Record extracts START

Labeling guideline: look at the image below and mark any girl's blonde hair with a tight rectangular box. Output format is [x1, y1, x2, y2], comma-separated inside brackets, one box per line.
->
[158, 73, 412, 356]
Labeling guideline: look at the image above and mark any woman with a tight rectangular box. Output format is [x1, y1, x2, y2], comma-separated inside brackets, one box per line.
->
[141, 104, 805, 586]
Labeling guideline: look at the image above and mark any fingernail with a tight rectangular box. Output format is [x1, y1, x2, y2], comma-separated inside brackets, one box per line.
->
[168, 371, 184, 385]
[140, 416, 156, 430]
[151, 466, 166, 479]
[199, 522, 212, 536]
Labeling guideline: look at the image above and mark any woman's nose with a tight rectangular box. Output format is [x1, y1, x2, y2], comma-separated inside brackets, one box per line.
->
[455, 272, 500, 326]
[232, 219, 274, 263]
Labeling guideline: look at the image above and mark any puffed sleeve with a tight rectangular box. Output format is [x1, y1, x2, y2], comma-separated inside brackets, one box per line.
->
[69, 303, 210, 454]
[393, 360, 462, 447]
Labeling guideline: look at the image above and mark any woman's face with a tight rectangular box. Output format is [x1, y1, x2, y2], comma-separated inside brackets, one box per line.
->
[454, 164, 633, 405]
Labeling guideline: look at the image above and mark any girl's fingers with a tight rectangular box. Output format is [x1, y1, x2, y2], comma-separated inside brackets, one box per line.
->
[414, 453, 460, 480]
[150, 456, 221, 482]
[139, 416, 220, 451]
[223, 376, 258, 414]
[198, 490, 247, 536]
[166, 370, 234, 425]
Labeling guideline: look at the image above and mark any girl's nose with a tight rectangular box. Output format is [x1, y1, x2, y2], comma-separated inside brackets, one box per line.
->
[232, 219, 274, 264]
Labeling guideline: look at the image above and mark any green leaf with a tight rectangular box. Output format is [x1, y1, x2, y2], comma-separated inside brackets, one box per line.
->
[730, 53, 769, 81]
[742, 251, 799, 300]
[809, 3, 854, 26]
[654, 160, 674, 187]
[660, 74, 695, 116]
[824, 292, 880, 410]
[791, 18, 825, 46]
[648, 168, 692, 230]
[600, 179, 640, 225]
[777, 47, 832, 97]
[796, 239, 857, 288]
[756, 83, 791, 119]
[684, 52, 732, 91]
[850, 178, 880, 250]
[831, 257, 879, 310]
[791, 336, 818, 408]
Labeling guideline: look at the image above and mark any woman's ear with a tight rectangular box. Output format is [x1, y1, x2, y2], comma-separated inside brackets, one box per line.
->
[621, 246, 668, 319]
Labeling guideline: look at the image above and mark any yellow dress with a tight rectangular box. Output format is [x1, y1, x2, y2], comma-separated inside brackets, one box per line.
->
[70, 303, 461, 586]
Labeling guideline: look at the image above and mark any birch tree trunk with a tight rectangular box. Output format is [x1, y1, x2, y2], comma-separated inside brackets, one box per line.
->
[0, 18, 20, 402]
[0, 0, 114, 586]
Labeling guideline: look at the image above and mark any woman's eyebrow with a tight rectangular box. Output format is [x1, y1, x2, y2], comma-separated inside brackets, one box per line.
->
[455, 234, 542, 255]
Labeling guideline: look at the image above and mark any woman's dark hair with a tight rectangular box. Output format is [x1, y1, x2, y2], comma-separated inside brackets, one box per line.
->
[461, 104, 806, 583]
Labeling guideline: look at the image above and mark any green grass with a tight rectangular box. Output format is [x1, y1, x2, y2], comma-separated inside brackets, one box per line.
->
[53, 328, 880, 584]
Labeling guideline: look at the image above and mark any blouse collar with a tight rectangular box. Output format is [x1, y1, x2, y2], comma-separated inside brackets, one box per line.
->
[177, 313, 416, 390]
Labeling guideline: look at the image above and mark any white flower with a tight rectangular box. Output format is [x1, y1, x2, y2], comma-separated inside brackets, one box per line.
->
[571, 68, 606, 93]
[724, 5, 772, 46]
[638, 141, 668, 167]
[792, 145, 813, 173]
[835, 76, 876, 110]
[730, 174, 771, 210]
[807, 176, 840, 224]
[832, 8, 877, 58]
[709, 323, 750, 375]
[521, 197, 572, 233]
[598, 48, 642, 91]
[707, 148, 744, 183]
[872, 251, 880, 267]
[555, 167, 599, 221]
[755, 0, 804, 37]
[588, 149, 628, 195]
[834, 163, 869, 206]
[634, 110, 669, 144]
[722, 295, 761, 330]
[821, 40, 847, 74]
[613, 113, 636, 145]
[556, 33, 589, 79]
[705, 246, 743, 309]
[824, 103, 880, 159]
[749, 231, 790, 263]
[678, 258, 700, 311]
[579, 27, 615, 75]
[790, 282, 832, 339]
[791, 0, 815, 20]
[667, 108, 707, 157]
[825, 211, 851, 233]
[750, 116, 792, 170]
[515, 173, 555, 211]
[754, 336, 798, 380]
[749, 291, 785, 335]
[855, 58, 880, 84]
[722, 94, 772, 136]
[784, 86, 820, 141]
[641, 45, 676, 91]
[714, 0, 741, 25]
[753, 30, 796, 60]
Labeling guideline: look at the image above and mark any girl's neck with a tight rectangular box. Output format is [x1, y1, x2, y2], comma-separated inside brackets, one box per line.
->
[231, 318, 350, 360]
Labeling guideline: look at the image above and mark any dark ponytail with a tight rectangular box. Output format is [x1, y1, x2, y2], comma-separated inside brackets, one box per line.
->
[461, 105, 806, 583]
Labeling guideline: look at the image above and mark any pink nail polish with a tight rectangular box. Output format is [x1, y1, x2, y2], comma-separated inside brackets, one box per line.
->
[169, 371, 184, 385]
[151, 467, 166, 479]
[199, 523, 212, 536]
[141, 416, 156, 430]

Record extracts END

__What is needed__
Read the entries above, then pull out the lines that include "woman".

__Answer for this exercise__
Labeling guideline: look at the image above and mark any woman with a tight rectangular box. Output format is [x1, y1, x2, y2], comma-separated inside brackets, one box per line.
Labeling guideline: look at the image above and mark any woman's nose with a tight rectangular box. Output format is [x1, y1, x2, y2], comma-separated inside brackets, one box per line.
Labeling guideline: look at the image above and mark any woman's face with a tight rectangular box. Output format is [x1, y1, x2, y2], comma-separated inside brackets, one box per line.
Labeling guideline: look at the image above and mark any woman's ear with a tight rectangular box. Output format is [x1, y1, x2, y2], comma-separated inside brackets, one box per line.
Labeling guideline: look at the image above and mark any woman's eyebrow with a tight rectangular box. Output format is [x1, y1, x2, y2], comma-separated inside brackets, one box per line.
Labeling guideline: look at the image above and mark any woman's dark hair with a tight rectangular box. Output format is [x1, y1, x2, y2], comma-separated inside brackets, one box per line.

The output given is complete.